* _PROBLEM REQUIREMENTS_
Recast the entries from the line containing "Can you find the blurred green" through the end of the entries as a Markdown table with the columns Row and Line, skipping any blank lines.

-------- EXTRACTED INFORMATION

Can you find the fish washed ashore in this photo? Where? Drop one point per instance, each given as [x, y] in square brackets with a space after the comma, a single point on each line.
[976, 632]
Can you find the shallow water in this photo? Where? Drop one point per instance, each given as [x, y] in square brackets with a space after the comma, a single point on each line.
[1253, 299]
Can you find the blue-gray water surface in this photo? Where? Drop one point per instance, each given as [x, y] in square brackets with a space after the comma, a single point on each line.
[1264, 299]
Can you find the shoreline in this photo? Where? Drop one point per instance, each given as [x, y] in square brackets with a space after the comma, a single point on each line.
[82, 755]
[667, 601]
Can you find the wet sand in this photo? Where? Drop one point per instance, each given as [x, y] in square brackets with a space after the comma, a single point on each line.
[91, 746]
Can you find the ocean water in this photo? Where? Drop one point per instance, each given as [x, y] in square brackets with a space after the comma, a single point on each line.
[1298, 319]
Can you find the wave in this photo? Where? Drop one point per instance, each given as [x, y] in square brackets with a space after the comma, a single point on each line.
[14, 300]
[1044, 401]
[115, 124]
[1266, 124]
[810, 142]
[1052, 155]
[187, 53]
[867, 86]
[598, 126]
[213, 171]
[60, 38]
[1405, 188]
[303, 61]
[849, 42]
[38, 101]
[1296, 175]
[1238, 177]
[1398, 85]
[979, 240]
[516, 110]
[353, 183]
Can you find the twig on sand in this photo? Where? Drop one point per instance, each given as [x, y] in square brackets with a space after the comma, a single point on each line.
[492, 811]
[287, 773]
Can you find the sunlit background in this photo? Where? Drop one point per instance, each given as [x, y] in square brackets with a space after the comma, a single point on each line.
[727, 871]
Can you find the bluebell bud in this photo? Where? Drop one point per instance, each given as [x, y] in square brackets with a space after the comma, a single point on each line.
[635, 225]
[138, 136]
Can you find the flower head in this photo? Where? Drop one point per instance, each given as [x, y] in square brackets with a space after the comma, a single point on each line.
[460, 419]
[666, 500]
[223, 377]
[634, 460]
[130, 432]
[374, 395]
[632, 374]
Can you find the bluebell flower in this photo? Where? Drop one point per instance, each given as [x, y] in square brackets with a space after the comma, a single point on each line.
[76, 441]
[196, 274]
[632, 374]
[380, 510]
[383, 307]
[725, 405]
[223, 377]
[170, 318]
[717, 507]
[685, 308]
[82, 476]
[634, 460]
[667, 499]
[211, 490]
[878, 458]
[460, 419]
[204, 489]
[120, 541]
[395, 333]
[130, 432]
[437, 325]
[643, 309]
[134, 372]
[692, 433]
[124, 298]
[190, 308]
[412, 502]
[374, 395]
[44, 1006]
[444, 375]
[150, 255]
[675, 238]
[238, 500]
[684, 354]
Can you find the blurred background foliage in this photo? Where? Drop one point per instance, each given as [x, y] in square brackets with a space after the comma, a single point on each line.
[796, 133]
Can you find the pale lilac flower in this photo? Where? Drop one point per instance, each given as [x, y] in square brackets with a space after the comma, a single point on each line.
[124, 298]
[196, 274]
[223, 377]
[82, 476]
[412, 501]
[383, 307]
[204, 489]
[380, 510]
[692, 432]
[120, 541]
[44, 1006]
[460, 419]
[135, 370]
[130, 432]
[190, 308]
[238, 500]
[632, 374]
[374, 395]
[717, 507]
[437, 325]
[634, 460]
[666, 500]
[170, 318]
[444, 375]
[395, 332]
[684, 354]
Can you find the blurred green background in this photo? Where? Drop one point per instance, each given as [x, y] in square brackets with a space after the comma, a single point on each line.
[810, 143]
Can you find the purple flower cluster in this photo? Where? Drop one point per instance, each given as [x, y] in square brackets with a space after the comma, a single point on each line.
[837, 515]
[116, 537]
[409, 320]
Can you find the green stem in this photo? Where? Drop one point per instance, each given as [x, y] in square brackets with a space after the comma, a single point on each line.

----------------

* _RESULT_
| Row | Line |
|---|---|
| 1 | Can you find the blurred green background in this photo? Where? Drop one point per instance, each given as [x, y] in square brackets with a space after the comma, a single point on each line. |
| 2 | [810, 143] |
| 3 | Can you find the purple flower cluster in this photo? Where? Drop one point per instance, each given as [x, y] in square brackets with a space after the comma, a single point on each line. |
| 4 | [837, 515] |
| 5 | [116, 537] |
| 6 | [409, 320] |
| 7 | Can you find the green stem in this photo? Where? Drop one point per instance, each given as [x, y] in square brackets with a space after the comma, a single point on each line. |